=== Extract ===
Our 90-minute conversation about the philosophy, psychology, and politics of postmodernism is embedded below or viewable at at YouTube. Dr. Peterson’s introduction:
“On August 17, I spoke with Dr. Stephen Hicks, professor in the philosophy department at Rockford University. Dr. Hicks is the author of the influential and courageous 2004 book Explaining Postmodernism: Skepticism and Socialism from Rousseau to Foucault, which is perhaps even more relevant and important now than it was when it was published.
“We spoke in depth about the history of philosophy as it has developed since medieval times, trying to understand and describe the processes that led to the rise of postmodern theory.
“The book itself can be purchased here at Amazon. Dr. Hicks has also made it available in pdf form here. A useful review/overview, written by Dr. Steven Sanders, can be found here. An audiobook also exists, and can be found here.
“Why is this all relevant? Because our culture finds itself currently embroiled in a war of ideas, and those ideas must be understood.”
Rich people, oligarchs and political establishment have to feel real danger for their political power, money and wealth. Only in this case Marx will not be right. After communism everything is according to Marx- fewer wealthy, middle class disappears and participate with lower class.
=== Provided information ===
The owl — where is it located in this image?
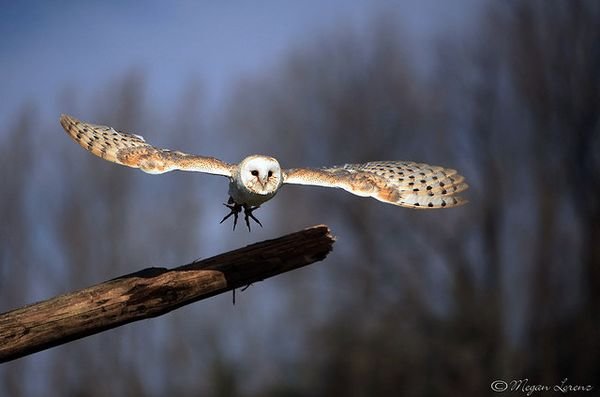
[60,114,468,231]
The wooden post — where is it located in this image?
[0,225,334,362]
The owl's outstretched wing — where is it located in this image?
[60,114,234,176]
[283,161,468,209]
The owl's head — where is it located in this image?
[240,155,283,195]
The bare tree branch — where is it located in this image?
[0,225,334,362]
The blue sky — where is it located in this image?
[0,0,474,125]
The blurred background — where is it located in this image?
[0,0,600,396]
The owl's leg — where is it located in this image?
[244,204,262,231]
[219,197,262,231]
[219,197,242,230]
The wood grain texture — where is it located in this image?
[0,225,334,362]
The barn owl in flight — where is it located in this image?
[60,114,468,230]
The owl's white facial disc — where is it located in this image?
[240,155,283,195]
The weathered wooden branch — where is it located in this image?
[0,225,334,362]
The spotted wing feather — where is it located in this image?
[284,161,468,208]
[60,114,234,176]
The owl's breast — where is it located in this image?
[229,180,277,207]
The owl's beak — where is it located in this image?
[258,177,269,190]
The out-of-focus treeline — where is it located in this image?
[0,1,600,396]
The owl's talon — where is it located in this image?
[219,197,263,232]
[244,205,263,231]
[219,198,242,230]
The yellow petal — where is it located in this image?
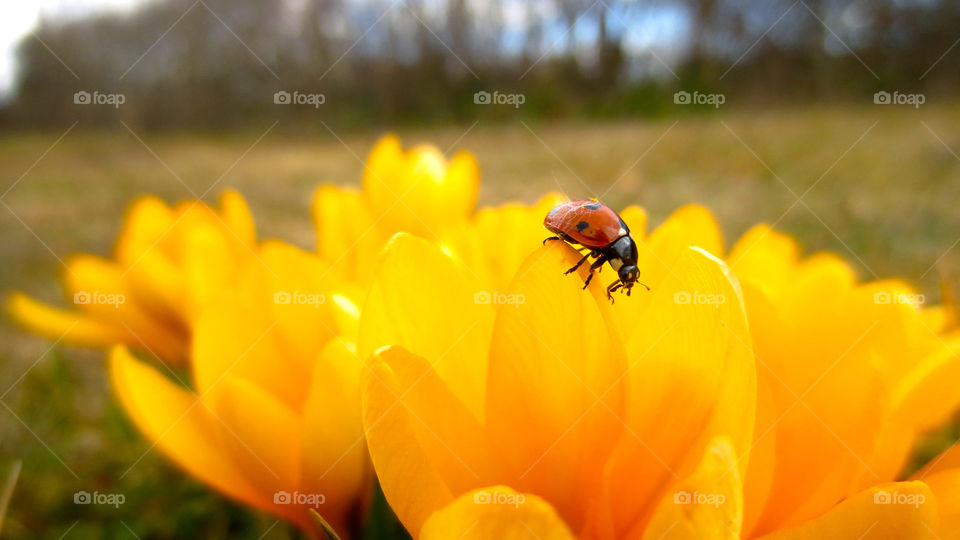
[620,205,723,339]
[362,348,462,531]
[367,347,497,530]
[761,482,940,540]
[64,255,185,358]
[727,224,799,293]
[7,293,132,347]
[646,204,723,265]
[116,196,176,267]
[110,347,273,509]
[191,293,310,410]
[300,340,372,530]
[311,184,386,282]
[893,338,960,431]
[359,234,497,422]
[607,248,757,530]
[417,486,575,540]
[255,241,344,364]
[487,242,625,530]
[643,437,743,540]
[363,136,480,239]
[220,189,257,247]
[204,375,300,497]
[923,469,960,540]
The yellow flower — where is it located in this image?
[359,202,960,539]
[312,135,480,282]
[359,230,755,538]
[110,242,371,538]
[628,206,960,537]
[7,191,256,363]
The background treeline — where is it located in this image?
[0,0,960,129]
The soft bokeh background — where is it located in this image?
[0,0,960,538]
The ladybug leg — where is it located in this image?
[564,253,590,275]
[607,279,623,304]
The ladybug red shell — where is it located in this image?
[543,199,650,302]
[543,200,630,248]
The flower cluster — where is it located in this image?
[9,136,960,540]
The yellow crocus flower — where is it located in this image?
[110,242,372,538]
[7,191,256,364]
[312,135,480,283]
[359,198,960,538]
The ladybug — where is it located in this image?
[543,199,650,302]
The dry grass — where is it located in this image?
[0,105,960,538]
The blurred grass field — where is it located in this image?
[0,104,960,538]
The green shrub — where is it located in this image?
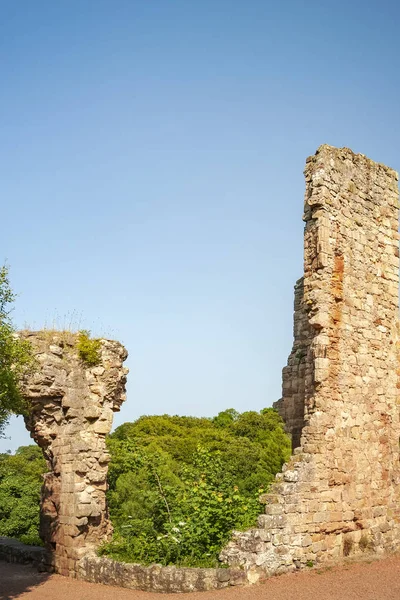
[100,409,290,566]
[77,329,101,367]
[0,446,46,546]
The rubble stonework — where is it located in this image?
[274,277,313,450]
[221,145,400,582]
[23,331,128,577]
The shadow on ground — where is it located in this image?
[0,560,49,600]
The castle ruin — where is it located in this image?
[221,145,400,581]
[18,145,400,591]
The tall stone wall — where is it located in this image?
[274,277,313,450]
[23,331,128,577]
[221,145,400,582]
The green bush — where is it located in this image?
[77,329,101,367]
[0,446,46,546]
[101,409,290,566]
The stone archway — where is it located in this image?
[22,331,128,577]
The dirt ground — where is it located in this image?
[0,557,400,600]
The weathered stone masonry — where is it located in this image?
[24,331,128,577]
[221,145,400,582]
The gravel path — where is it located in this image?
[0,557,400,600]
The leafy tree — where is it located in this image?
[0,446,46,545]
[102,409,290,566]
[0,266,34,437]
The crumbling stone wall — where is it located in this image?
[274,277,313,450]
[23,331,128,577]
[221,145,400,582]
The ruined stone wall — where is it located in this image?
[221,146,400,582]
[23,331,127,577]
[274,277,313,450]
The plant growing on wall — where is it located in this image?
[77,329,101,367]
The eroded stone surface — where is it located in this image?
[23,331,128,577]
[221,146,400,582]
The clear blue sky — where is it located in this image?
[0,0,400,449]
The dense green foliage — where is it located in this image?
[102,409,290,566]
[0,267,34,436]
[0,446,46,545]
[77,329,101,367]
[0,409,290,566]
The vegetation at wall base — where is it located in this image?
[0,445,46,546]
[100,409,290,567]
[0,408,290,567]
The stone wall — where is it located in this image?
[221,146,400,582]
[23,331,127,577]
[274,277,313,450]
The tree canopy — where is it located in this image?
[102,408,290,566]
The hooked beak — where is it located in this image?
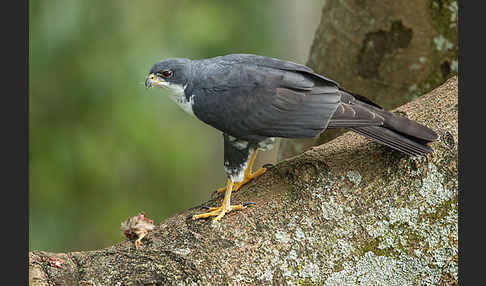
[145,73,161,88]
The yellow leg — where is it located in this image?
[192,179,244,221]
[217,150,267,194]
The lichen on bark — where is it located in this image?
[277,0,459,160]
[29,77,458,285]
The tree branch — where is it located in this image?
[29,77,458,285]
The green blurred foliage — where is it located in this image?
[29,0,313,252]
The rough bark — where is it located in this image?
[29,77,458,286]
[277,0,458,161]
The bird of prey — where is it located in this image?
[145,54,438,220]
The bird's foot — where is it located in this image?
[192,204,241,221]
[216,168,267,194]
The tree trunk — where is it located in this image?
[277,0,458,161]
[29,77,458,285]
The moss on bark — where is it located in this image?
[29,77,458,285]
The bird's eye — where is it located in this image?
[159,70,174,78]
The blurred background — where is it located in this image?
[29,0,323,252]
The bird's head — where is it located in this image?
[145,58,191,92]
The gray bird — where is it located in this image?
[145,54,438,220]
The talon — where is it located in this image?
[243,202,256,207]
[192,180,251,221]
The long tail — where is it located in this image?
[328,90,438,156]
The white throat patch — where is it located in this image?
[157,81,195,116]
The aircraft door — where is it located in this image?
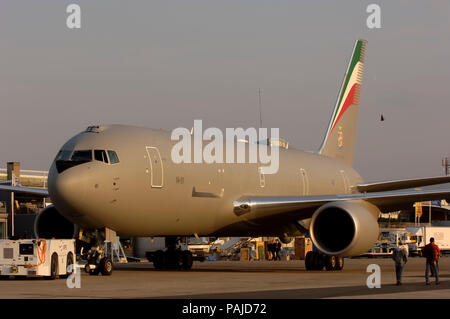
[146,146,164,188]
[300,168,309,196]
[340,170,350,194]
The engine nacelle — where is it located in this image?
[34,205,78,239]
[310,200,380,257]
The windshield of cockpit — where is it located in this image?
[55,149,119,173]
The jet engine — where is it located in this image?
[310,200,380,257]
[34,205,78,239]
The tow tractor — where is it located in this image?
[0,239,75,279]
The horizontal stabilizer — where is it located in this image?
[0,185,48,197]
[356,176,450,193]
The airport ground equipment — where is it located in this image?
[406,226,450,256]
[0,239,76,279]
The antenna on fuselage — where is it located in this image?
[258,88,262,128]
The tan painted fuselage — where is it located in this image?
[49,125,362,236]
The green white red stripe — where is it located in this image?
[326,40,366,137]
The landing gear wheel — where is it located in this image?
[334,256,344,270]
[153,250,166,270]
[59,253,75,278]
[45,253,59,280]
[182,250,194,270]
[325,256,337,271]
[99,257,113,276]
[305,251,314,270]
[166,250,183,269]
[313,252,325,270]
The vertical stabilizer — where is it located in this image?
[319,39,367,165]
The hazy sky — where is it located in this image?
[0,0,450,181]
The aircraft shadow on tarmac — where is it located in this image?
[158,281,450,299]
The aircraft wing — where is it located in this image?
[0,185,48,197]
[233,185,450,218]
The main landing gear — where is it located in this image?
[146,237,194,270]
[305,251,344,270]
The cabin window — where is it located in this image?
[94,150,108,164]
[71,150,92,162]
[108,151,119,164]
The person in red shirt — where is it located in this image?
[423,237,440,285]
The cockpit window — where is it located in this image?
[108,151,119,164]
[71,150,92,162]
[94,150,108,164]
[55,150,72,161]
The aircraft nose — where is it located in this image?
[48,163,89,217]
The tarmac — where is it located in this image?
[0,257,450,299]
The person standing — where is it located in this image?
[422,237,440,285]
[275,240,281,260]
[392,241,408,286]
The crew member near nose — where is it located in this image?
[422,237,440,285]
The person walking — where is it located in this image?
[275,240,281,260]
[422,237,440,285]
[392,241,408,286]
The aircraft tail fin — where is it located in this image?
[319,39,367,165]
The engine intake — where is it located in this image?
[310,200,380,256]
[34,205,78,239]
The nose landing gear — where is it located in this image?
[146,237,194,270]
[305,251,344,271]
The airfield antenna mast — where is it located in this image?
[258,88,262,128]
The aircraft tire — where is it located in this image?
[182,250,194,270]
[59,252,75,279]
[153,250,166,270]
[45,253,58,280]
[313,252,325,270]
[99,257,113,276]
[325,256,337,271]
[305,251,314,270]
[334,256,344,270]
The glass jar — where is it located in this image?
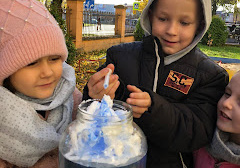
[59,99,147,168]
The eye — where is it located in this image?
[50,56,61,61]
[158,17,167,22]
[180,22,190,26]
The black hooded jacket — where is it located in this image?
[83,36,228,168]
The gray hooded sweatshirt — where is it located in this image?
[140,0,212,91]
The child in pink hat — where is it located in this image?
[0,0,82,168]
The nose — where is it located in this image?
[40,61,53,78]
[166,21,178,36]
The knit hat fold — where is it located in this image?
[0,0,68,85]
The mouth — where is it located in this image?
[220,111,232,120]
[39,82,53,87]
[163,39,177,45]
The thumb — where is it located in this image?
[127,85,142,92]
[107,64,115,72]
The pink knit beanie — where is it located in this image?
[0,0,68,85]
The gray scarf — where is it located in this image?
[0,63,75,167]
[207,129,240,165]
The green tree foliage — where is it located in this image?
[202,15,228,46]
[212,0,237,16]
[133,18,144,41]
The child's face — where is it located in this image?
[10,56,62,99]
[217,73,240,134]
[149,0,199,55]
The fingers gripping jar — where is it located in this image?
[59,96,147,168]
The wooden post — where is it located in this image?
[66,0,85,48]
[114,5,127,41]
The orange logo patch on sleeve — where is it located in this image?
[164,70,194,94]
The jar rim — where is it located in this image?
[78,99,133,122]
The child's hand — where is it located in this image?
[127,85,152,118]
[87,64,120,99]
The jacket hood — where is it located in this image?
[140,0,212,65]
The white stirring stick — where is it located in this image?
[103,69,112,89]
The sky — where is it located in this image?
[94,0,135,5]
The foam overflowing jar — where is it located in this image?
[59,96,147,168]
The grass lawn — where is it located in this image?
[198,44,240,59]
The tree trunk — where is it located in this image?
[212,0,217,16]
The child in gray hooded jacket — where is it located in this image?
[84,0,228,168]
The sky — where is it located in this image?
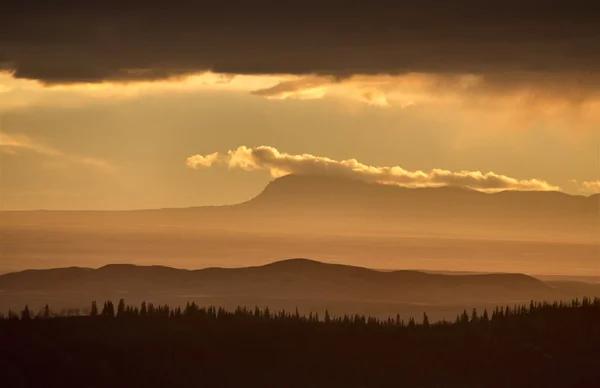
[0,0,600,210]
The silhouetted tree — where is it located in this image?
[21,305,31,321]
[90,300,98,317]
[101,300,115,318]
[117,298,125,318]
[423,313,429,329]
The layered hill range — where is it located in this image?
[0,175,600,243]
[0,259,600,320]
[0,175,600,276]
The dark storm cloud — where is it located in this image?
[0,0,600,83]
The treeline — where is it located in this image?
[0,297,600,328]
[0,298,600,388]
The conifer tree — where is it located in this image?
[117,298,125,318]
[423,313,429,329]
[21,305,31,321]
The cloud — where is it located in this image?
[187,146,559,192]
[0,132,113,171]
[581,181,600,193]
[251,77,334,100]
[0,132,64,156]
[186,152,219,168]
[0,0,600,89]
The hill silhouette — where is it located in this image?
[0,175,600,243]
[0,259,584,303]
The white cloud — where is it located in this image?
[187,146,559,192]
[581,181,600,193]
[186,152,219,168]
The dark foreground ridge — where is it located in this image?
[0,298,600,388]
[0,259,576,308]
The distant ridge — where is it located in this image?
[0,175,600,244]
[0,258,576,303]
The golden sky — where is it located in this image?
[0,72,600,210]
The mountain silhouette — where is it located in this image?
[0,175,600,243]
[0,259,580,303]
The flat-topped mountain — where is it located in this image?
[0,175,600,243]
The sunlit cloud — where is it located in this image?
[581,181,600,194]
[0,132,114,171]
[186,146,560,192]
[186,152,219,168]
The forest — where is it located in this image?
[0,298,600,387]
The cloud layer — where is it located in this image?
[0,132,113,171]
[186,146,559,192]
[0,0,600,85]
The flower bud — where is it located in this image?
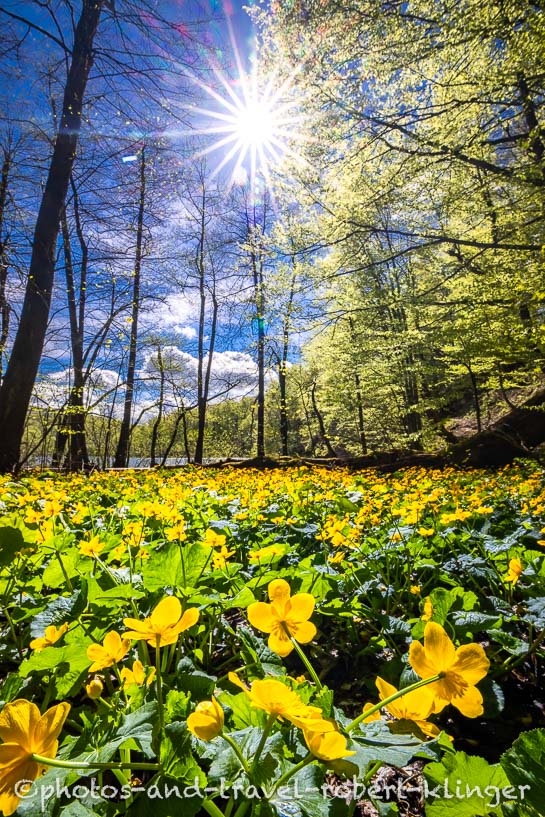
[85,678,104,701]
[187,698,224,740]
===
● **Task to carry out**
Continue the text on the Peterson–Hicks conversation about postmodernism, starting after its last sentence.

● **Reply**
The synopsis given by Prof. Hicks of the post-modernist critique of the Darwinian support for rational cognition is reminiscent of one of the traditional Creationist arguments against evolution. When confronted by rocks of evident antiquity or starlight that has been traveling for millions of years, the young-Earth Creationist says that the universe was created with the starlight already in transit and the rocks appearing to be ancient. The answer to this is that this version of Creation is non-falsifiable. You may believe Creationism if you like, but science is the study of what the evidence tells us. Maybe that is artificial and maybe Creationism is a higher truth, but the study and arguments of science are irrelevant to this species of Creationism and vice versa. Perhaps the post-modernists can develop a new paradigm of argumentation and then convince us that they have a higher truth, but their rejection of human cognition simply removes them from intellectual inquiry.
Thank you both! This was a brilliant discussion and I look forward to more!
I think the moniker “anti-Enlightenment” is a much preferable name for this anti-individual, anti-self, anti-freedom, anti-civil movement. “Post-Modernism” does not get across the essence where anti-Elightenment does.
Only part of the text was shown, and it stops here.